■ Treść zadania
Wypisz z poniższych pozycji każdy wiersz, w którym występuje słowo „image”.

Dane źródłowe
= = =
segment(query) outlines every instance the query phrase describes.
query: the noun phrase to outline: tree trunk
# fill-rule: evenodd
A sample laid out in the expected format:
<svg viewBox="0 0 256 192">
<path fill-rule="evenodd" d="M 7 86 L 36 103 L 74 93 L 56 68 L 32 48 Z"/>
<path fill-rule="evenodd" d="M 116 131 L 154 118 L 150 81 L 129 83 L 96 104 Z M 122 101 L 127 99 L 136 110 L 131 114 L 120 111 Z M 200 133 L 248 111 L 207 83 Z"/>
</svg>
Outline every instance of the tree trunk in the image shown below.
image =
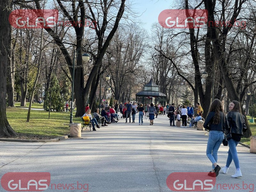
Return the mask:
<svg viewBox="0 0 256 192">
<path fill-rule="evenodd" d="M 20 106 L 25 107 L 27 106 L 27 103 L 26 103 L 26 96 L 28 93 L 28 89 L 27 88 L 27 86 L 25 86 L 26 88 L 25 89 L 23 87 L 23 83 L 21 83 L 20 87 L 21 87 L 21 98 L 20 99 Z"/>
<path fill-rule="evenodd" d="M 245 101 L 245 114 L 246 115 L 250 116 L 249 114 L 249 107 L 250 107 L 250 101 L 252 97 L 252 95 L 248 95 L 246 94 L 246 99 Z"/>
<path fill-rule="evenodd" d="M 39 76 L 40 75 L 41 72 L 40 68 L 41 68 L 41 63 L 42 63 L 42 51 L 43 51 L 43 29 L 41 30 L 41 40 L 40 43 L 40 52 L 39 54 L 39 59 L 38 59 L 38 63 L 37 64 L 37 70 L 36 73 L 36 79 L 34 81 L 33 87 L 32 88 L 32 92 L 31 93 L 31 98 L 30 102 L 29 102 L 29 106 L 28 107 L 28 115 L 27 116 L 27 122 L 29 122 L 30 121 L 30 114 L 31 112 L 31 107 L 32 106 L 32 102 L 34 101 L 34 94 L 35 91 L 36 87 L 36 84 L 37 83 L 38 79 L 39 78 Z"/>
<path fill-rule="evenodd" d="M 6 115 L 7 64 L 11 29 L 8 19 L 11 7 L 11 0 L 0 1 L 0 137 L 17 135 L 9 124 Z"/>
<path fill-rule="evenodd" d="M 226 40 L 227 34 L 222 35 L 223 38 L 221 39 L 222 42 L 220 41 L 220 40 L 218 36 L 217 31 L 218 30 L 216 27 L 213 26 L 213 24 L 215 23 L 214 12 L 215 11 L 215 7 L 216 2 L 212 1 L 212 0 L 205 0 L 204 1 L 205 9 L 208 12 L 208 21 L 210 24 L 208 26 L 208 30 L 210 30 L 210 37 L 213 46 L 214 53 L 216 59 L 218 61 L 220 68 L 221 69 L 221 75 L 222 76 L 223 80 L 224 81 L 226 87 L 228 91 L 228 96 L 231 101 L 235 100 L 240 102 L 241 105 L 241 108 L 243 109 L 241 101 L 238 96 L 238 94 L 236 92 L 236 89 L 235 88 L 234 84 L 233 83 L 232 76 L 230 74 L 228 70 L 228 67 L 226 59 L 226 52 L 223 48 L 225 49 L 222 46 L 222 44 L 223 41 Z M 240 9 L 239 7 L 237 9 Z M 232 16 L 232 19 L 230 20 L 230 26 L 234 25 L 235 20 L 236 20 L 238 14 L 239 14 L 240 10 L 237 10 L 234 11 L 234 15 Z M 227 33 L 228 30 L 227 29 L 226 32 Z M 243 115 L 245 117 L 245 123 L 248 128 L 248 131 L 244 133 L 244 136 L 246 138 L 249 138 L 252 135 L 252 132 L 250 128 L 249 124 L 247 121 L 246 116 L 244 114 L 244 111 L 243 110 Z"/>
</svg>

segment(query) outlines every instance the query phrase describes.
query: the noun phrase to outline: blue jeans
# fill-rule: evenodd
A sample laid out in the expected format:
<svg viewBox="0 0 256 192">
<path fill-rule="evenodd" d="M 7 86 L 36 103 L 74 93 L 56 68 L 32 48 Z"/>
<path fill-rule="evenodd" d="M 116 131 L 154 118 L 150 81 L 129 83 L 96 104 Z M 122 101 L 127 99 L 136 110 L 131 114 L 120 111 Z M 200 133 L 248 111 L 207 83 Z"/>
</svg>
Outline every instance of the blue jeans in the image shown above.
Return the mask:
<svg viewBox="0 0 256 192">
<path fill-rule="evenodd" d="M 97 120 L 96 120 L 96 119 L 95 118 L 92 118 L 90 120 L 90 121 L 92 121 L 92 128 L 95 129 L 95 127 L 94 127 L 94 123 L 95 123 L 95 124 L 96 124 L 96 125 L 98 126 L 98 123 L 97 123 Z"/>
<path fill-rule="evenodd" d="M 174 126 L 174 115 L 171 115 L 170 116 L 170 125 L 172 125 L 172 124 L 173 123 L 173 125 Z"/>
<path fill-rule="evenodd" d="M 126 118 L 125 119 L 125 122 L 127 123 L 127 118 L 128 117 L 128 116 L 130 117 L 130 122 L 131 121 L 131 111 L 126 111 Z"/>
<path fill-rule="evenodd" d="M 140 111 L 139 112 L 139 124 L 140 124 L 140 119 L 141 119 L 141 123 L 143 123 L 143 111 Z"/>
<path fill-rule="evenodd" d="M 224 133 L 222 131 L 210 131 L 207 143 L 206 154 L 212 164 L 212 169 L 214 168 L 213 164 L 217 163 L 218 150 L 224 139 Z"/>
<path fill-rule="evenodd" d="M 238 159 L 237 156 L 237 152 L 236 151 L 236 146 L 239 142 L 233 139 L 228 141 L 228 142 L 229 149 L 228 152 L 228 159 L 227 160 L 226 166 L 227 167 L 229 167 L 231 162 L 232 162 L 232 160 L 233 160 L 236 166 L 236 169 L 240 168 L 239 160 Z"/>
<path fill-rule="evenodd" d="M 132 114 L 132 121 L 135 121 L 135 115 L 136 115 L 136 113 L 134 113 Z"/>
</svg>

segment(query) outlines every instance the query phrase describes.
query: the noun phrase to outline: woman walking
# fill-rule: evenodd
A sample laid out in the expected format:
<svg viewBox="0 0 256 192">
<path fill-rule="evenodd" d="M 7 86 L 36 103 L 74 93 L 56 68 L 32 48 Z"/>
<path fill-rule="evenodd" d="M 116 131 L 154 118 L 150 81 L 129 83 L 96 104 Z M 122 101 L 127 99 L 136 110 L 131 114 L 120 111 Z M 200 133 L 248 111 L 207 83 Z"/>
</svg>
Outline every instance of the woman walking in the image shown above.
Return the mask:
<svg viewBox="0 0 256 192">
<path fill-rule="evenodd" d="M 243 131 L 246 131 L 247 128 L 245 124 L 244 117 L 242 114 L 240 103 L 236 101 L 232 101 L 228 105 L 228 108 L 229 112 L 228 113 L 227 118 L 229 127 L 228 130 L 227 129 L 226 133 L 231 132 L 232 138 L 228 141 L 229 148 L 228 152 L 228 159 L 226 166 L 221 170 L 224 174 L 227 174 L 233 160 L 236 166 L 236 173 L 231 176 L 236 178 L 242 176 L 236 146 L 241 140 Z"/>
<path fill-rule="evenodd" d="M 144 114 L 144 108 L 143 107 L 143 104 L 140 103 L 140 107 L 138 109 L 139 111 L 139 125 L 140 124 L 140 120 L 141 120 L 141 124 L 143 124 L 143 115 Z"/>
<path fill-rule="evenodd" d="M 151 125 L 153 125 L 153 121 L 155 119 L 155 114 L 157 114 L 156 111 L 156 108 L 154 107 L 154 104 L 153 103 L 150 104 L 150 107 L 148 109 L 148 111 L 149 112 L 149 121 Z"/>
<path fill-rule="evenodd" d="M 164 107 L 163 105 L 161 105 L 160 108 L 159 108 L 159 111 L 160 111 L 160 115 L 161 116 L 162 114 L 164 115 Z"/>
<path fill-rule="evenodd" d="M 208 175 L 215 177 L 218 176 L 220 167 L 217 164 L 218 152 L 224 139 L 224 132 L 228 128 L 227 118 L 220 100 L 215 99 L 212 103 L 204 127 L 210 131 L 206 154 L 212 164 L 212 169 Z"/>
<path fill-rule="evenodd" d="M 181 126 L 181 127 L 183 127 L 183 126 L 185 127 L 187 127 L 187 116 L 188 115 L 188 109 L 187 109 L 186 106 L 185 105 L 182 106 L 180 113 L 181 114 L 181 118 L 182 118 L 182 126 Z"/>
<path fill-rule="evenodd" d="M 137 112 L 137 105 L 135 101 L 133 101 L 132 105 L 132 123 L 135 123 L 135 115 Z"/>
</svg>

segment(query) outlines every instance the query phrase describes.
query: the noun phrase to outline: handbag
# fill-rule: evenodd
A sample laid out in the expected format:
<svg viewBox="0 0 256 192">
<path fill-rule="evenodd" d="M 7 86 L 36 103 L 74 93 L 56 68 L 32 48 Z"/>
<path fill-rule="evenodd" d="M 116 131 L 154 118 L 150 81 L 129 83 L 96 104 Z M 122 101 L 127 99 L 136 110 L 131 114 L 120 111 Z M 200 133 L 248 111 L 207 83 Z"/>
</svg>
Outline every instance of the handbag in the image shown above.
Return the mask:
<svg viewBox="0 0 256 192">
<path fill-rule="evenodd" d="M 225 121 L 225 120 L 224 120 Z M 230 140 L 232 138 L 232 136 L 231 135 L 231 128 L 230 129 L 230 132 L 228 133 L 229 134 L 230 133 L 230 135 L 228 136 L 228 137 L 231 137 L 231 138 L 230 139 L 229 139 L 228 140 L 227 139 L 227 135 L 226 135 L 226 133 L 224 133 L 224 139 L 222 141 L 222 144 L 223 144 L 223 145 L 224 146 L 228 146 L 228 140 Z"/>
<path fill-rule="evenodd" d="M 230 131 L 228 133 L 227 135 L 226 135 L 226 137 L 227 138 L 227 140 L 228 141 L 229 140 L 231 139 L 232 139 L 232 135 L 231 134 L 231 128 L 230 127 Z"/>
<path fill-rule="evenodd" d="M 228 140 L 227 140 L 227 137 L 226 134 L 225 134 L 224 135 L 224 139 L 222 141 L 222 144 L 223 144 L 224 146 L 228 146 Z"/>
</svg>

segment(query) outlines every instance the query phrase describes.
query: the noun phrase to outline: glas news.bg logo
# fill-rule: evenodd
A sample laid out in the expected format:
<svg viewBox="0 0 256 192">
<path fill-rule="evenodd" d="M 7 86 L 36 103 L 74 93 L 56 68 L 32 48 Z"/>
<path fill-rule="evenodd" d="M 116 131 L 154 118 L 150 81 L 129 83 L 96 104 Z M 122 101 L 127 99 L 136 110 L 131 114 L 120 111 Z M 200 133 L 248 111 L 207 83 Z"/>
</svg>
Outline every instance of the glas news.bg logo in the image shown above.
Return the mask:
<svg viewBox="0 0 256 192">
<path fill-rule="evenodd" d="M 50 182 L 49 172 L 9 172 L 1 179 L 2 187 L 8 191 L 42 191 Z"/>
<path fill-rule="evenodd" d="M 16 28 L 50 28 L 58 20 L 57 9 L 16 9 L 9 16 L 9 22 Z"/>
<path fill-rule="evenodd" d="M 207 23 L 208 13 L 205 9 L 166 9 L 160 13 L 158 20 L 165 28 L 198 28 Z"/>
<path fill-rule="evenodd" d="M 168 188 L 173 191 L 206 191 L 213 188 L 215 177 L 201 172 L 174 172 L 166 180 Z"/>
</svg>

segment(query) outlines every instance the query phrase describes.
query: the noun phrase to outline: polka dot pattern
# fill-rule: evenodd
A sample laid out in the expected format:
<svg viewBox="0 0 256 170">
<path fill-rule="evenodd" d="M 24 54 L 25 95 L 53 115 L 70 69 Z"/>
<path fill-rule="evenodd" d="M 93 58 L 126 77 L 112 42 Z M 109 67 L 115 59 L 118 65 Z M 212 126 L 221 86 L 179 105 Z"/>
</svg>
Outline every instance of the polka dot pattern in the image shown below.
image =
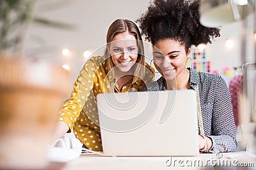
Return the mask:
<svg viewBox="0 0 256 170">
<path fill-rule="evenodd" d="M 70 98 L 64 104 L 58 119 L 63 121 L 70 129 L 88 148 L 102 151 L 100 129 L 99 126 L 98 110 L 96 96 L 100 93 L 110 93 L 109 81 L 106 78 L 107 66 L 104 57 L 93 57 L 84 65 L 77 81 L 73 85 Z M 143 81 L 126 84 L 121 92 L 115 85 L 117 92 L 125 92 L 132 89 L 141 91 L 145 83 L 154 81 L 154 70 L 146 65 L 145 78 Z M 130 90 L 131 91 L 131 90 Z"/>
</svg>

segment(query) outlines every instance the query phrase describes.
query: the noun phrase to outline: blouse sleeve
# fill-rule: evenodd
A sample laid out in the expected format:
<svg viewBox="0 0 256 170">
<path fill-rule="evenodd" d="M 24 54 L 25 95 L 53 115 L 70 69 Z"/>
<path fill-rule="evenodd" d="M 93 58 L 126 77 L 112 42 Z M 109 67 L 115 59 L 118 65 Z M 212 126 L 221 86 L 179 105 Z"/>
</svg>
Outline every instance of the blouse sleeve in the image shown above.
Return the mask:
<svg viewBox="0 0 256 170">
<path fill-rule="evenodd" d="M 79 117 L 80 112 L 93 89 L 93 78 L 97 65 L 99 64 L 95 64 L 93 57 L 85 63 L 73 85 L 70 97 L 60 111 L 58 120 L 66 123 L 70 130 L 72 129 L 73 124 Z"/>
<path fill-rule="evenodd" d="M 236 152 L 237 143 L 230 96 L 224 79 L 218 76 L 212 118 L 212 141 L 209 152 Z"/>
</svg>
= = =
■ Rozwiązanie wzorcowe
Outline every instance of the tree trunk in the image shown below.
image =
Outline every instance of the blue jeans in the image shown above.
Outline every instance of the woman walking in the image shown above.
Outline every instance of the handbag in the image shown above.
Outline every instance of the glas news.bg logo in the image shown above.
Outline every instance of the polka dot pattern in the image shown below.
image =
Outline every instance of the blouse sleeve in the image shown above.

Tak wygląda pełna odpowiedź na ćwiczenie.